===== Task inputs =====
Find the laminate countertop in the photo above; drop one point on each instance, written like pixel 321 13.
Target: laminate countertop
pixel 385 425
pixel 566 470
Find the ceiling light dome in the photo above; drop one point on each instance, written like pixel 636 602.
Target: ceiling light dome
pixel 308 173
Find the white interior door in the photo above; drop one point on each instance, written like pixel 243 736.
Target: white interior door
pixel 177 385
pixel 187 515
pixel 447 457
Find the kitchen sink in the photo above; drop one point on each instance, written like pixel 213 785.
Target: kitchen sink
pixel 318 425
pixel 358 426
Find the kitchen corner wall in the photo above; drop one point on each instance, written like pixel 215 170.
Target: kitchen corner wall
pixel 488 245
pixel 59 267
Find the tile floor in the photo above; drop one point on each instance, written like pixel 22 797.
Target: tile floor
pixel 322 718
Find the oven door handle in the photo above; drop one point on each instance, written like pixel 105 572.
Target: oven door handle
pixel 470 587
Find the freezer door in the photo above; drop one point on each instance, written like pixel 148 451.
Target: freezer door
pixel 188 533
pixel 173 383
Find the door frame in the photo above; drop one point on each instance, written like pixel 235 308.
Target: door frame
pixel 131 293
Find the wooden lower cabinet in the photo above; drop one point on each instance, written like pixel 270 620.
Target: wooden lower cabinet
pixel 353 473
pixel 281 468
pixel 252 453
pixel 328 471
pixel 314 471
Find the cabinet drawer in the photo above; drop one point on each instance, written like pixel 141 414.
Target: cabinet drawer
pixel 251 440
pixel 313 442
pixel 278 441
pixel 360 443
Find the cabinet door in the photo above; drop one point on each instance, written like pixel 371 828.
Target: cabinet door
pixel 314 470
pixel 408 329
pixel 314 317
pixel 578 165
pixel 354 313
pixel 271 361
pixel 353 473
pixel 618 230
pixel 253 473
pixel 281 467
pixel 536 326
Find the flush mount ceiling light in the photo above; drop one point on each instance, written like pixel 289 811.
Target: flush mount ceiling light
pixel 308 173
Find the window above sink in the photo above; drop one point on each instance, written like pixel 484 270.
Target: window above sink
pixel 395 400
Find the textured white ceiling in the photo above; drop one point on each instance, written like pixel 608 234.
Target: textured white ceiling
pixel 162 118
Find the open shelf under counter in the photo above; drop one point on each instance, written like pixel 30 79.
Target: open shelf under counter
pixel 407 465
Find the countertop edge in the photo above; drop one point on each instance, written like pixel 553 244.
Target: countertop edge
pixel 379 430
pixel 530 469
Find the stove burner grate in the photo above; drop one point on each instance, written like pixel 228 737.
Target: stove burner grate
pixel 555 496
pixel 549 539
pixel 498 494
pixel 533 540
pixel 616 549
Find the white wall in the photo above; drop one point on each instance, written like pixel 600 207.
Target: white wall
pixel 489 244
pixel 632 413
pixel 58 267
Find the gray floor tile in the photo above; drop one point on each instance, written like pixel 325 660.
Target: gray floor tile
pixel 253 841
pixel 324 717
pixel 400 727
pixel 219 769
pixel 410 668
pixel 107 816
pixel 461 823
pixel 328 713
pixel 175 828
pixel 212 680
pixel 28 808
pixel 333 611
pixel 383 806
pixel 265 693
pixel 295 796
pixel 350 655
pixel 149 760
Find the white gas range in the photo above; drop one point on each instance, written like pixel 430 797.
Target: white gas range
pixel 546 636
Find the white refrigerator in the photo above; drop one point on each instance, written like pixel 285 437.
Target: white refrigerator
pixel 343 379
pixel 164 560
=====
* [Written instruction]
Please render the lines of the listing starting at the one containing "Find the cabinet drawer" and ending at the one containing "pixel 360 443" as a Markdown table, leaving out blank lines, with the columns Number and Record line.

* [Finished answer]
| Number | Record line |
|---|---|
| 1 | Find the cabinet drawer in the photo above; drop one point on each instance, written like pixel 141 414. |
| 2 | Target: cabinet drawer |
| 3 | pixel 251 440 |
| 4 | pixel 313 442 |
| 5 | pixel 278 441 |
| 6 | pixel 360 443 |